• [INPUT]:

****

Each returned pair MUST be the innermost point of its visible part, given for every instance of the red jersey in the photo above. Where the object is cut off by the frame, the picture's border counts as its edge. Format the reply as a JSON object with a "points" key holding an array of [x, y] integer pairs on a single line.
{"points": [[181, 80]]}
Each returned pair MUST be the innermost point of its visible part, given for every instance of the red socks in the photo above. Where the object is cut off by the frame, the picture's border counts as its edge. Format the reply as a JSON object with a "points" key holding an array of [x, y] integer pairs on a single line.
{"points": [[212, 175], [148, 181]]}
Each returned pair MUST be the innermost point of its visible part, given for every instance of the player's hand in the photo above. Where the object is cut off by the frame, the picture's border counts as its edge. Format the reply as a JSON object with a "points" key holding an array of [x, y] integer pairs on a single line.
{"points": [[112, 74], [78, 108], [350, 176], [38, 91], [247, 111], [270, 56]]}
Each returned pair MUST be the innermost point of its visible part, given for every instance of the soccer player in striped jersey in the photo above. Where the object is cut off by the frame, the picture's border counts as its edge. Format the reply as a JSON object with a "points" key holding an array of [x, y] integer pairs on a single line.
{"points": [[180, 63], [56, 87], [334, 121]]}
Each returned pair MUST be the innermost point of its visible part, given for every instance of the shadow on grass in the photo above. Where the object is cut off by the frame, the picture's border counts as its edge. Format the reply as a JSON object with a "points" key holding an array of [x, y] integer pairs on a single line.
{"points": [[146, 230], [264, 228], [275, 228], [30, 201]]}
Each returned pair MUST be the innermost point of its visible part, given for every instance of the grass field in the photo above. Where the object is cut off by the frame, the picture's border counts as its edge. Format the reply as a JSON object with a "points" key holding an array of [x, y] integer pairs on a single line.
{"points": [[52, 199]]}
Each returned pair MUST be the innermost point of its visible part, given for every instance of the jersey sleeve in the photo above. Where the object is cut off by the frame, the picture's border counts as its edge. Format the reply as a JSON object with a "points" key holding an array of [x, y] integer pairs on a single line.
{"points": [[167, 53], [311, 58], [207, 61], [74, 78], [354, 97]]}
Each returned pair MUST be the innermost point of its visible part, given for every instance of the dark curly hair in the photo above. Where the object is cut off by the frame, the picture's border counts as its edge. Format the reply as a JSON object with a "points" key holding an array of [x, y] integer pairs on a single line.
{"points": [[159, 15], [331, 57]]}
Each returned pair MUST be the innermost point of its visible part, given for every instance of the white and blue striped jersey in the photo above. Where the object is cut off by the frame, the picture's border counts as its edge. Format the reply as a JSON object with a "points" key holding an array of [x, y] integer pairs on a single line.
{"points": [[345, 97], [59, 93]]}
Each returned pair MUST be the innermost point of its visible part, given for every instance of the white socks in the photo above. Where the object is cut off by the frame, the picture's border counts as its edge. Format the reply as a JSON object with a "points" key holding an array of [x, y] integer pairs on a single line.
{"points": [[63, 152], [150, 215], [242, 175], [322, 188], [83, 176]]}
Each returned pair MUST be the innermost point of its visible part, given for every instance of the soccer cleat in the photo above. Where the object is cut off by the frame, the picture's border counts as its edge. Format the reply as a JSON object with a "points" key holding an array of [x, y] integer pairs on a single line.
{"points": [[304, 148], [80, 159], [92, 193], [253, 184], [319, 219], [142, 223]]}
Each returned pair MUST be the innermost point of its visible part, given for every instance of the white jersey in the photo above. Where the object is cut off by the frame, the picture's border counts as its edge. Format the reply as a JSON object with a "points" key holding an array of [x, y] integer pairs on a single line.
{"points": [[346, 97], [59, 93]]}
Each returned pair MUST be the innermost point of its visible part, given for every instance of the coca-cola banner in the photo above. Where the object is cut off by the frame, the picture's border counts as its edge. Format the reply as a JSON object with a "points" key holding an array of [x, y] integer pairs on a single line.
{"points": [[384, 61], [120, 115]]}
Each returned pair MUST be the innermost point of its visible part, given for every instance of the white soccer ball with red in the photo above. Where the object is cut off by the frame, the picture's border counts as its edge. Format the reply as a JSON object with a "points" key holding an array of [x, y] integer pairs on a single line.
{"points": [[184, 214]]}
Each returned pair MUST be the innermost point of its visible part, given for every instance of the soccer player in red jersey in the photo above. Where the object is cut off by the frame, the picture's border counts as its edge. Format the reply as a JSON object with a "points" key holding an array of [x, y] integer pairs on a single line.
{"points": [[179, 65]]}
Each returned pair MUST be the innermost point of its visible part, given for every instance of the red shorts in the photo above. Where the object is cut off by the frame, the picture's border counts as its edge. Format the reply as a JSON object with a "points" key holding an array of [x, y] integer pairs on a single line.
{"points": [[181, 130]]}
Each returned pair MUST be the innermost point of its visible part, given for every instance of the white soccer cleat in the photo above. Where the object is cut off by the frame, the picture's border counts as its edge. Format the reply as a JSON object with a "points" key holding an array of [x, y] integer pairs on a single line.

****

• [WRITTEN EXERCISE]: Reproduce all the data above word for word, keeping every line unchanged.

• [ANSWER TO THIS TASK]:
Each returned pair MUST be the innermost point of its visible part, given for every instance of the red jersey in the photo above. Where the object is cut off by the frame, the picture's border counts as its edge. Format the reply as a JSON object with a "points" key holding an array of [x, y] integer pairs on a single line.
{"points": [[181, 80]]}
Each returned pair MUST be the innermost point of its visible part, given for every instance of the red socks in the photo above. Where the object is cut off by the frame, the picture's border counts as its edge. Format the reply as a JSON object with a "points" key holding an array of [x, y] integer pairs on a single line.
{"points": [[212, 175], [148, 181]]}
Each returned pair MUST be the innermost point of its visible part, given for every instance of the player's hand in the photo above. Where the object is cut off by the frame, the picture's border counts as its edge. Format the reply as a JSON object with a "points" key holding an array of [x, y] integer pairs on a single line.
{"points": [[112, 74], [78, 108], [350, 176], [38, 91], [247, 111], [270, 56]]}
Each returned pair MUST be the innermost point of its visible part, given for every instance of the soccer player in striped jersey in the photo above. Where the object is cut off by the frame, the picture's border counts as its edge. Format the reply as a JSON object with a "points" key holding an array of [x, y] integer pairs on a single line.
{"points": [[180, 63], [56, 87], [334, 121]]}
Each returned pair MUST be the innermost point of its visible part, given for every instance of the shadow on grass in the photo above. Where the object is cut off by the frame, the picture's border counts as its edge. Format the reply as a JSON object with a "points" key holding an array of [x, y] integer pairs on a single line.
{"points": [[146, 230], [264, 228], [275, 228], [30, 201]]}
Each returned pair MUST be the innermost point of its visible part, given for every instance of the grass field in the photo above. Where the object is cut off by the frame, the picture's border counts as its edge. Format the reply as a JSON object with a "points" key holding an array of [x, y] integer pairs on a single line.
{"points": [[52, 199]]}
Each returned pair MUST be the innermost point of its visible part, given for every instance of the jersey sleeve in the photo above. Where the object is cut off by the frame, the picture's border counts as its edge. Format the reply as a JSON object with a "points" key holding an array of [x, y] integer pairs on a single line.
{"points": [[167, 53], [311, 58], [207, 61], [74, 78], [354, 97]]}
Each returned pair MUST be the innermost point of its visible part, given for every instance of the dark curly hair in the photo above. Where the object is cut off by the frame, the picture's border counts as its edge. Format the reply as a JSON object with a "points" key holding an array of [x, y] integer pairs on a single line.
{"points": [[159, 15], [331, 57]]}
Each returned pair MUST be the innermost point of its visible part, given for every instance of the white and blue striped jersey in the photo above. Where the object is cut off by the frame, the picture's border counts as its edge. Format the reply as a JSON object with a "points" key holding an array of [x, y] integer pairs on a single line.
{"points": [[345, 97], [59, 93]]}
Each returned pair MUST be the innermost point of its visible part, given for every instance of the white socks in the photo above. Where the object is cut off by the frame, the picture's border counts as its edge. Format the reply as a JSON object with a "points" key holding an array of [x, y] integer pairs on a single line.
{"points": [[63, 152], [150, 215], [242, 175], [322, 188], [83, 176]]}
Each returned pair MUST be the innermost point of its visible part, given for every instance of the soccer cleat in the photo above. Where the object is cut off by the frame, the picture's border counts as its edge. Format the reply as a JSON object with a "points" key holding an array of [x, y] integer pairs on a single line.
{"points": [[304, 148], [80, 159], [92, 193], [253, 184], [319, 219], [142, 223]]}
Each returned pair MUST be the innermost point of its visible part, given for every instance of the white jersey in the photo above. Where the object is cut off by the frame, the picture's border counts as its edge. Format the reply as a JSON object with a "points" key holding an array of [x, y] integer pairs on a single line.
{"points": [[346, 97], [59, 93]]}
Each returned pair MUST be the innermost point of its visible part, given for every instance of the coca-cola banner in the photo above. Where the object is cut off by the frame, the picture's border counts as its edge. Format the reply as a JSON object with a "points" key holding an array of [x, y] integer pairs on a single line.
{"points": [[384, 61], [120, 115]]}
Each returned pair MUST be the innermost point of its visible part, given for every instance of the white soccer ball with red in the photo above. Where the object is cut off by the frame, the picture's border counts as its edge. Format the reply as a JSON object with a "points" key holding an array of [x, y] integer pairs on a single line.
{"points": [[184, 214]]}
Each returned pair MUST be the innermost point of its visible part, given for every instance of the soccer player in red jersey in the photo above. Where the object is cut off by the frame, the picture's border counts as its edge. Format the reply as a JSON object with a "points" key holding an array of [x, y] integer pairs on a single line.
{"points": [[179, 65]]}
Each returned pair MUST be the innermost point of its visible part, given for every instance of the red shorts in the photo above. Where the object is cut off by the frame, the picture's border counts as its edge. Format the reply as a JSON object with a "points" key holding an array of [x, y] integer pairs on a single line.
{"points": [[181, 130]]}
Each returned pair MUST be the innermost point of its visible part, given for every instance of the white soccer cleat in the photo above. Where the object is cut off by the frame, the picture's border counts as its edge. Format the reply as a JSON object with a "points" key holding an array of [x, y] integer pairs on a single line.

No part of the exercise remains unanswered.